▶ RECORDS PROVIDED:
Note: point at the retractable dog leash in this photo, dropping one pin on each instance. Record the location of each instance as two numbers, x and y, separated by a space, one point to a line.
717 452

* * *

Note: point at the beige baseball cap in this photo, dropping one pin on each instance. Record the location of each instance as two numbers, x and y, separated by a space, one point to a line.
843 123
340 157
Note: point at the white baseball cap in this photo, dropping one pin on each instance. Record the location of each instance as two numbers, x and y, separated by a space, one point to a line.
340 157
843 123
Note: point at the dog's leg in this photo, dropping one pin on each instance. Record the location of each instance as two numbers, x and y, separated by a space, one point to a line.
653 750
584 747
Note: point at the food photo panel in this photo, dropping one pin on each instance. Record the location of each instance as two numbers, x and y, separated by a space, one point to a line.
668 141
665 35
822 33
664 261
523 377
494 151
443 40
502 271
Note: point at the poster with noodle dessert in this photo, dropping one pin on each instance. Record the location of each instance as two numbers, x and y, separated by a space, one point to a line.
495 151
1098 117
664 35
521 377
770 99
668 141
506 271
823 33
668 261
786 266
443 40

▶ WORK TO BE COMPLETED: Pull out every line of the records above that contains the word "each", and leave out all other lines.

▶ EXPECTED ANSWER:
Note: point at the retractable dog leash in this photo, dropping one pin on each instance. Record the location of each instance as two numbers, x and y, separated by a space, one point to a line.
Note: point at the beige baseball cap in this photo, dropping one pin on each instance. Record the location of each instance as two numbers, x and y, separated by a space, one point to a line.
Note: point at the white baseball cap in this photo, dropping one pin on each instance. Record the location of each instance as two numbers, x and y, separated by a space, one point to a line.
Note: point at the dog's leg in this photo, dropping one pin on each instance. Record the location of each instance as two numbers, x and y, separated by a space, one point to a line.
Note: point at the food photo panel in this photo, dropping one pin on each instance. Record the location of each instance as two numbers, x and y, separated by a space, one point to a line.
Note: point at the poster with noodle dessert in this photo, dropping one pin on each instance. Record the location of each instance as two numbers, x and y, separated by a space, one point to a line.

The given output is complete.